Objective ▸ Copy the court judgment header below, starting with "FEDERAL CIRCUIT COURT" and going on through "considered – application dismissed.", and swap "protection visa" for "bridging visa".

Provided text ▸
— Begin —
CLJ16 v Minister for Immigration

Case

[2017] FCCA 181

13 October 2017


FEDERAL CIRCUIT COURT OF AUSTRALIA

CLJ16 v MINISTER FOR IMMIGRATION & ANOR [2017] FCCA 181
Catchwords:
MIGRATION – Review of Immigration Assessment Authority decision – refusal of a protection visa – applicant claiming a fear of harm in Sri Lanka for various reasons – applicant disbelieved in important respects and other fears found not to be well founded – whether the Authority overlooked relevant material or otherwise fell into error considered – application dismissed.
— End —
Information provided ▸
— Begin —
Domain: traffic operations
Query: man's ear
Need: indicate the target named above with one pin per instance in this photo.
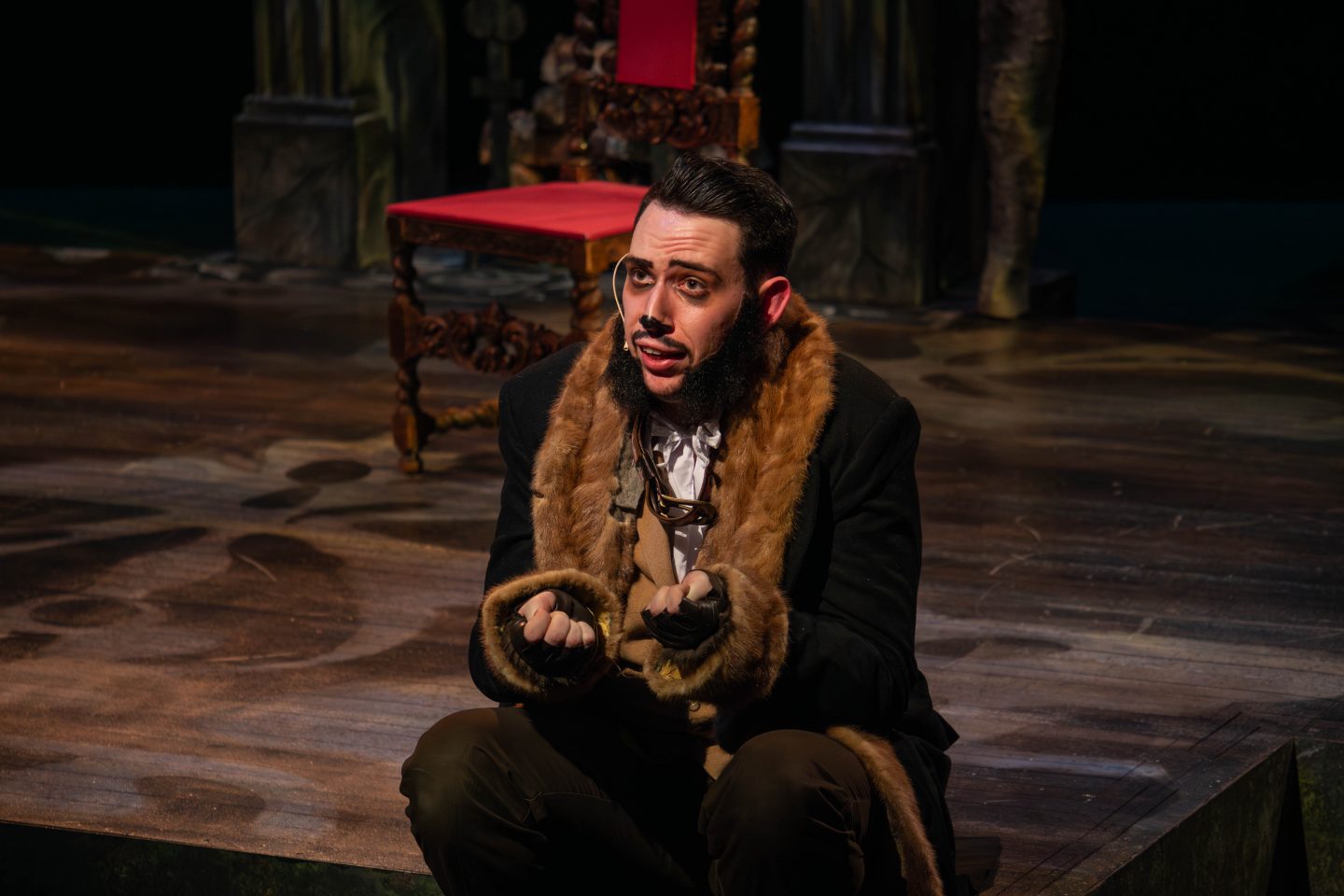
(775, 297)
— End —
Solved exercise ▸
FEDERAL CIRCUIT COURT OF AUSTRALIA

CLJ16 v MINISTER FOR IMMIGRATION & ANOR [2017] FCCA 181
Catchwords:
MIGRATION – Review of Immigration Assessment Authority decision – refusal of a bridging visa – applicant claiming a fear of harm in Sri Lanka for various reasons – applicant disbelieved in important respects and other fears found not to be well founded – whether the Authority overlooked relevant material or otherwise fell into error considered – application dismissed.